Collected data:
☆ ☆ ☆

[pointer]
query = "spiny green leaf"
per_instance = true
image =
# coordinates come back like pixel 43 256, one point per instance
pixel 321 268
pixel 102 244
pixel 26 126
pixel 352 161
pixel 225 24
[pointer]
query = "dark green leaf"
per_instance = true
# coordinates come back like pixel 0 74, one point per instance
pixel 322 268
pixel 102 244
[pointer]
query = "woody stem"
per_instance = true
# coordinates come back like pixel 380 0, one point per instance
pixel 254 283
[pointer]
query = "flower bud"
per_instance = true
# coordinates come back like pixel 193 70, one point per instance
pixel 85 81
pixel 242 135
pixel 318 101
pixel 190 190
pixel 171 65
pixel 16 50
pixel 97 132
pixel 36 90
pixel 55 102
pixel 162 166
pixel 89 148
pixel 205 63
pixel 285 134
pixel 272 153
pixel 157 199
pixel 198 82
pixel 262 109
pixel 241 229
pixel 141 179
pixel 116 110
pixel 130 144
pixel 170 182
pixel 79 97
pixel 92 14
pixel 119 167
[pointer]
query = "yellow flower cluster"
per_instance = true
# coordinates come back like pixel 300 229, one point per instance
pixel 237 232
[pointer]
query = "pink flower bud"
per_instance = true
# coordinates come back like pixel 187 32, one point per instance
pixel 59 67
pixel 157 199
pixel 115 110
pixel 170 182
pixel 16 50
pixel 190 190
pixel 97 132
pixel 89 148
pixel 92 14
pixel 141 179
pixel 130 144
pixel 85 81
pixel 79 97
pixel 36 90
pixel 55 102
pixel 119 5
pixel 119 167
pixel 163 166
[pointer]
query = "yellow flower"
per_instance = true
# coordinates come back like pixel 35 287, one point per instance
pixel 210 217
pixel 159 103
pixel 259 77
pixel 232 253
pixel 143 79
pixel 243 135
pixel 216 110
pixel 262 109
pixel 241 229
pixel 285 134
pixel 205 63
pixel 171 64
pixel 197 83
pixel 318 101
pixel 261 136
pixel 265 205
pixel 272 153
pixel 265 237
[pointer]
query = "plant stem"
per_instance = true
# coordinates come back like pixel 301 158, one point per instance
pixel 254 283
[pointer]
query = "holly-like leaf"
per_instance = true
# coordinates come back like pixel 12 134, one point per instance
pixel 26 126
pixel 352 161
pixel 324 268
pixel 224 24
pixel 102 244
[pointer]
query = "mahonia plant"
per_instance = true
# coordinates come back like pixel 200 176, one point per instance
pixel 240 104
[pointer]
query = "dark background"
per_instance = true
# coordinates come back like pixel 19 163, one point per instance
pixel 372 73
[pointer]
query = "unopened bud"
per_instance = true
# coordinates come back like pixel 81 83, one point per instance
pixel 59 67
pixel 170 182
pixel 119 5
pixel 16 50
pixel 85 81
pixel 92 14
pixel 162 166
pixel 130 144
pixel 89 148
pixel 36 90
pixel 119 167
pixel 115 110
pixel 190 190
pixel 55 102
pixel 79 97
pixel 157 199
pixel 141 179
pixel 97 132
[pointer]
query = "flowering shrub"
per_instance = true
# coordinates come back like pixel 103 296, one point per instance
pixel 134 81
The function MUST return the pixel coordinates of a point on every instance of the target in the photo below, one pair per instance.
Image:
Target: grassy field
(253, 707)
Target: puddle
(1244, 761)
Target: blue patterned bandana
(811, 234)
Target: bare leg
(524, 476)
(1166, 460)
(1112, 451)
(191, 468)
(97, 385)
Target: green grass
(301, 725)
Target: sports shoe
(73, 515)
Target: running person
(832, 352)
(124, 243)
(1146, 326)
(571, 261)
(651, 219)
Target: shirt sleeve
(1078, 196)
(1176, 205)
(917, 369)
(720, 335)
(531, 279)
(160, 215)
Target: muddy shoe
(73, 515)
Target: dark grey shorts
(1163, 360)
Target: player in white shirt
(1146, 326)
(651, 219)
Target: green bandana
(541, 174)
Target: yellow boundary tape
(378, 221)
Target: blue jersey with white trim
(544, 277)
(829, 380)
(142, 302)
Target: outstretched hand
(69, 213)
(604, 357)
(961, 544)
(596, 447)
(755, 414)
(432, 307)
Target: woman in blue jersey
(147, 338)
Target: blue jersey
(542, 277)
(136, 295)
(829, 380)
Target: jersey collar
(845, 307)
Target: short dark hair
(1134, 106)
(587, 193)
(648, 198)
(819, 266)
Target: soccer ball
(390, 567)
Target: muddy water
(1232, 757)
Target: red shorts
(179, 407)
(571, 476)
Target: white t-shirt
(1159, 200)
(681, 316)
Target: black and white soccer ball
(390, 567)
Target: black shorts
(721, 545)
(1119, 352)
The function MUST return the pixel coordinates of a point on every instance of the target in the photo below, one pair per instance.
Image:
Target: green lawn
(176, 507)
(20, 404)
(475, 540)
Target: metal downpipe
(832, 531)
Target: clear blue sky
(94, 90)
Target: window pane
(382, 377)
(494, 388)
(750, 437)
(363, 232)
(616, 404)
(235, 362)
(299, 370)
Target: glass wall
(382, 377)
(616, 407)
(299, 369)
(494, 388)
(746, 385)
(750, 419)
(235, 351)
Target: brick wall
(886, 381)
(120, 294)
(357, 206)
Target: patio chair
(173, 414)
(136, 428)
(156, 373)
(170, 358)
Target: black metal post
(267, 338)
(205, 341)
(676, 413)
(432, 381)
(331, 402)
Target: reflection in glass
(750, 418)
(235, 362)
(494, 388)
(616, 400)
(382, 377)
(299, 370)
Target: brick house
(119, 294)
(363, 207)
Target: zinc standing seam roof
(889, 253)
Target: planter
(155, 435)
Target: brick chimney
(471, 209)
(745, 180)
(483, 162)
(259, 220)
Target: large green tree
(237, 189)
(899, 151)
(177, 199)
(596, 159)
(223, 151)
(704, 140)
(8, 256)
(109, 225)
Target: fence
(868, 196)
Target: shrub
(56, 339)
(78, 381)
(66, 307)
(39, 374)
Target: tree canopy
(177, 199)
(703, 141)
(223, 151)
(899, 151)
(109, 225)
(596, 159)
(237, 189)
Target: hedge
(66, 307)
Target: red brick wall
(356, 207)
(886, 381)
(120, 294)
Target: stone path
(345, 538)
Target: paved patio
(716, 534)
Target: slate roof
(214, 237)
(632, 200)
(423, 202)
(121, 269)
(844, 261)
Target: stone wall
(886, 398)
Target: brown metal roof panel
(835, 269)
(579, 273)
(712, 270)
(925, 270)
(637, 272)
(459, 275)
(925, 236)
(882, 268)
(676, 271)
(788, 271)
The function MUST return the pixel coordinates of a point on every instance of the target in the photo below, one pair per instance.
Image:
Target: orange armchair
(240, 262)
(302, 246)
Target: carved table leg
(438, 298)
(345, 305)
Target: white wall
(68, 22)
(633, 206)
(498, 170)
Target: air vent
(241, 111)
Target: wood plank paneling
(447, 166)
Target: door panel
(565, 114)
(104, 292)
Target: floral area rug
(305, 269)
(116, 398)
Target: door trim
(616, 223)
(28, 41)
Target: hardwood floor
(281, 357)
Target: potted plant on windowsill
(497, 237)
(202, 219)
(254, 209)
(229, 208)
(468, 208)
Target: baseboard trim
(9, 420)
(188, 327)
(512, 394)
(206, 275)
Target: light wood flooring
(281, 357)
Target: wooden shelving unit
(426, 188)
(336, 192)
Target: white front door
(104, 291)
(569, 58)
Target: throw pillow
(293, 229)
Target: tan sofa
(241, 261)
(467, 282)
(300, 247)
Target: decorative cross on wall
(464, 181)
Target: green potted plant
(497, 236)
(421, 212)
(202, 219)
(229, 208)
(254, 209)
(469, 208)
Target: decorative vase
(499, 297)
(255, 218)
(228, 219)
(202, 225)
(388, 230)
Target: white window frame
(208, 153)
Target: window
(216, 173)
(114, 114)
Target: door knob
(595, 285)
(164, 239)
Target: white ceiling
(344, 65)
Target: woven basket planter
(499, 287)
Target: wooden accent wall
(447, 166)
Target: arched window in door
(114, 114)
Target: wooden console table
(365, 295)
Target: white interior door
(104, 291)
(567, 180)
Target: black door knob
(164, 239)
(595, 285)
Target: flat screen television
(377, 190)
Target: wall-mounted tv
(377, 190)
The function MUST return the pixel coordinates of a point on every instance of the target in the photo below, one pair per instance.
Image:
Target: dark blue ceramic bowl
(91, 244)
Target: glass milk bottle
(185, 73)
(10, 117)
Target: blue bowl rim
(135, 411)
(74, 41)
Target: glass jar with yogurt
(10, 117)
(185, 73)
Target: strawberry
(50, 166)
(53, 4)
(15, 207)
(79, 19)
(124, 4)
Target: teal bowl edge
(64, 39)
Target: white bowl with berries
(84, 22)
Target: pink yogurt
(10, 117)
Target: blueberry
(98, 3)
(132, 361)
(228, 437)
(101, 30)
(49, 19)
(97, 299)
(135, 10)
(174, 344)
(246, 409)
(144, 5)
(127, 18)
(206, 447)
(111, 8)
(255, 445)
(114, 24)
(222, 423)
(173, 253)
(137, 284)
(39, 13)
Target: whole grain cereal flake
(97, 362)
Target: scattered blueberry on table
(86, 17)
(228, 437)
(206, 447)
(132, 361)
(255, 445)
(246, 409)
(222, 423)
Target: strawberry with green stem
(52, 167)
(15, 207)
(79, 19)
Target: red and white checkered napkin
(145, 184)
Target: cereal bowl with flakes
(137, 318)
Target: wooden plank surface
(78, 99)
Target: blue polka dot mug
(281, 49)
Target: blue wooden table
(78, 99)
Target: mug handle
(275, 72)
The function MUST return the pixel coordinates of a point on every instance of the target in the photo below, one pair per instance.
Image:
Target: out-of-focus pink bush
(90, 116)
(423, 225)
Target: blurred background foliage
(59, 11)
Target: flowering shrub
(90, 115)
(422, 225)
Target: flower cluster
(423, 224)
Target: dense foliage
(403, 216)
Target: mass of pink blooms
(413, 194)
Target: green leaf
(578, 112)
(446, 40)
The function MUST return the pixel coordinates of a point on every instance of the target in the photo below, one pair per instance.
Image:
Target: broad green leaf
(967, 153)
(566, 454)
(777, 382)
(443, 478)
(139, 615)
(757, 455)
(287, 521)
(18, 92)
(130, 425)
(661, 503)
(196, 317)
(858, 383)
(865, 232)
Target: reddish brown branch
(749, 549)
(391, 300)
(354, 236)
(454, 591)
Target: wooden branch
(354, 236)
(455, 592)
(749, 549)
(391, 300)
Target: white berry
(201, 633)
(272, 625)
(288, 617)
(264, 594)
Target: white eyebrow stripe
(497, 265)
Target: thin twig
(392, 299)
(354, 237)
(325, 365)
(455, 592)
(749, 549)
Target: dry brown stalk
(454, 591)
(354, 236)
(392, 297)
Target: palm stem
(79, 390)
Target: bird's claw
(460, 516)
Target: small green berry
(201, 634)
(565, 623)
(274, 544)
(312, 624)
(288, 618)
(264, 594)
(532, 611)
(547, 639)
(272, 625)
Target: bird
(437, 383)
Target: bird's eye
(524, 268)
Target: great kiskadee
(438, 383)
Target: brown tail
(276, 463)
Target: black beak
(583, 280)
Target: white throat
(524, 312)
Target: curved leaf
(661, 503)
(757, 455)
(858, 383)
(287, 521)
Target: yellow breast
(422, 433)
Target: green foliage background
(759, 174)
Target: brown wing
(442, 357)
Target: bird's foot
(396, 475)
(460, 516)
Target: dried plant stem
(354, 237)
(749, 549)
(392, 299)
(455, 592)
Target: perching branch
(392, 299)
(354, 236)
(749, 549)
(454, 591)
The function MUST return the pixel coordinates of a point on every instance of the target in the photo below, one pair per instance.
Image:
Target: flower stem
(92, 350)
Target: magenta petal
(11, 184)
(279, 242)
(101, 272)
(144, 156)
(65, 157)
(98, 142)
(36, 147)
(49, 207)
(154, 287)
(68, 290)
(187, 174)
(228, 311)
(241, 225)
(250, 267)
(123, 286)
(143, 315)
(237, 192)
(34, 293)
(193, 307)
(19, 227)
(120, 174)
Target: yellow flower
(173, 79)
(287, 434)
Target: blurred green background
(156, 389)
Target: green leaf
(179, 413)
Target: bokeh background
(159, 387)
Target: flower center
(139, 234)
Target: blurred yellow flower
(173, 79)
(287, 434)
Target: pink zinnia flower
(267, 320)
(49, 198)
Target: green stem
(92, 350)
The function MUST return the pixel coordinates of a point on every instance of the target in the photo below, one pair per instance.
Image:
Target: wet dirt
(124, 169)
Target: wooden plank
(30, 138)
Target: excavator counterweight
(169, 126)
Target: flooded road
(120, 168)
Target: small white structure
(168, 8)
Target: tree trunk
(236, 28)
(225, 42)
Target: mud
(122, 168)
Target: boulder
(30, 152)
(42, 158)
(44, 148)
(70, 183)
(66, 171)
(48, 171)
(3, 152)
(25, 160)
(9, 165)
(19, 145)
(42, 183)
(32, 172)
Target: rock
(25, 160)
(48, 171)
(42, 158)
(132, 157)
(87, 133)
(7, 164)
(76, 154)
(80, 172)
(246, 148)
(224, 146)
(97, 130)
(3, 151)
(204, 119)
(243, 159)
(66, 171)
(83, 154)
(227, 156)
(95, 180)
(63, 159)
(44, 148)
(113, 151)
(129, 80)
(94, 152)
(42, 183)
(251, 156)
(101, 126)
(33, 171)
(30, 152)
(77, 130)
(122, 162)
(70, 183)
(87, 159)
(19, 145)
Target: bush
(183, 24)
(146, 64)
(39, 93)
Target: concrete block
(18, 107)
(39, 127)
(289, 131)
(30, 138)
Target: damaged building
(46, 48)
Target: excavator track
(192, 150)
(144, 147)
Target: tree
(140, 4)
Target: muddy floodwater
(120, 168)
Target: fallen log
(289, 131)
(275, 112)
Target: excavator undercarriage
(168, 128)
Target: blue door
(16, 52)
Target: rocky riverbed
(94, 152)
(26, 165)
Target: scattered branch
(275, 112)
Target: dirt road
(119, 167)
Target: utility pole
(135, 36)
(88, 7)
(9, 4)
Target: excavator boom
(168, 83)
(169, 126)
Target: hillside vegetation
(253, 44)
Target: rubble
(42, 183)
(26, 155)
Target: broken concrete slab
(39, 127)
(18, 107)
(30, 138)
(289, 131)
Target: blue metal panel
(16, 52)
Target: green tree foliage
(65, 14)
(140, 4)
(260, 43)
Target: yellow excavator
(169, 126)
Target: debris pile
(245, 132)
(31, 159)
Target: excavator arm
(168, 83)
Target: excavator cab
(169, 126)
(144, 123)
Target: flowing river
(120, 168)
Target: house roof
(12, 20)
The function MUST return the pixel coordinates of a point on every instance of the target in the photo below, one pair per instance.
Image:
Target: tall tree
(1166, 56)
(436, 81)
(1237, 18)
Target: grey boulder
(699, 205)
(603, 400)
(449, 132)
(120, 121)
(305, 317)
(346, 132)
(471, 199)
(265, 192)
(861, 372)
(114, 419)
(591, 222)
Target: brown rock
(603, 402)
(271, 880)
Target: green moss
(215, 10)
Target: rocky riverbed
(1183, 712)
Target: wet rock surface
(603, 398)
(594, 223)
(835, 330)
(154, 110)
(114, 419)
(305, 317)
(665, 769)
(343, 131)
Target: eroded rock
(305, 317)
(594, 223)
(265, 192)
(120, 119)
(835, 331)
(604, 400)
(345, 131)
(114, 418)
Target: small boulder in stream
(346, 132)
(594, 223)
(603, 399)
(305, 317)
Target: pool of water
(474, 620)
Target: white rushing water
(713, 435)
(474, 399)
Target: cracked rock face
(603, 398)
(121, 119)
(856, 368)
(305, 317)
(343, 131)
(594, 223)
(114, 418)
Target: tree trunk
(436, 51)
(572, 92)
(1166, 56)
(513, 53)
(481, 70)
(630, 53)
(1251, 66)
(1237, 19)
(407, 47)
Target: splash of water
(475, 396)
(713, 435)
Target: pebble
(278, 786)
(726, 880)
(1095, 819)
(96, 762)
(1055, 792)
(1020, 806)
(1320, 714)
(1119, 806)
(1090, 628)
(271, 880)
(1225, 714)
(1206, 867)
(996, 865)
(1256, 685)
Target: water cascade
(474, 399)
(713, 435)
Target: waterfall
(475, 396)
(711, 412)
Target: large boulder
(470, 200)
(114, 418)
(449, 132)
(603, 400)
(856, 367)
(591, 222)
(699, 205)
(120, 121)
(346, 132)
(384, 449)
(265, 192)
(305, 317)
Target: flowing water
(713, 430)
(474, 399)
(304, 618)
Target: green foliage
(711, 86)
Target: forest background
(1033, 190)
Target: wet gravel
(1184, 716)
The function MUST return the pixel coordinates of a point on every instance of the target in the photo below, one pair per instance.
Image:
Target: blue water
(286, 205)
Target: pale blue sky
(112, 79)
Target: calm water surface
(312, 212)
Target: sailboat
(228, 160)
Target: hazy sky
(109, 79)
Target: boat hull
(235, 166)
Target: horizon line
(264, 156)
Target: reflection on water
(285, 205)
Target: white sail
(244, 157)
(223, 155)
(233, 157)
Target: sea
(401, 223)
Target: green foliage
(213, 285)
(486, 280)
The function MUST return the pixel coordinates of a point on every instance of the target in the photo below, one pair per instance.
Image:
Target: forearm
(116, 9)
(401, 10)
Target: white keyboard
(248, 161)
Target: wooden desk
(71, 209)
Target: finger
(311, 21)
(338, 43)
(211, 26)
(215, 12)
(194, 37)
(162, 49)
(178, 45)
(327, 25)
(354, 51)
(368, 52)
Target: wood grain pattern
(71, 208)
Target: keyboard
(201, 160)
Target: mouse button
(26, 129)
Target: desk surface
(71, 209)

☆ ☆ ☆

WRITTEN TASK = Beginning at the line that contains "Target: flowing water", retype each line of the listing up to and including the last one, exactly as it stands, and nothing else.

EXERCISE ANSWER =
Target: flowing water
(713, 430)
(474, 399)
(304, 618)
Target: green foliage
(711, 86)
Target: forest background
(1033, 190)
Target: wet gravel
(1184, 716)
The function MUST return the pixel coordinates of a point on every instance of the target in the photo below, one pair per instance.
Image:
Target: blue water
(286, 205)
Target: pale blue sky
(112, 79)
Target: calm water surface
(312, 212)
Target: sailboat
(228, 160)
Target: hazy sky
(109, 79)
Target: boat hull
(235, 166)
Target: horizon line
(264, 156)
Target: reflection on water
(285, 205)
Target: white sail
(244, 157)
(223, 155)
(233, 157)
Target: sea
(401, 223)
Target: green foliage
(213, 285)
(486, 280)
The function MUST return the pixel coordinates of a point on every instance of the target in the photo below, one pair per instance.
Image:
Target: forearm
(116, 9)
(401, 10)
Target: white keyboard
(248, 161)
Target: wooden desk
(71, 209)
Target: finger
(311, 21)
(338, 43)
(211, 26)
(215, 12)
(194, 37)
(162, 49)
(178, 45)
(327, 25)
(354, 51)
(368, 52)
Target: wood grain pattern
(71, 208)
Target: keyboard
(201, 160)
Target: mouse button
(26, 129)
Target: desk surface
(71, 209)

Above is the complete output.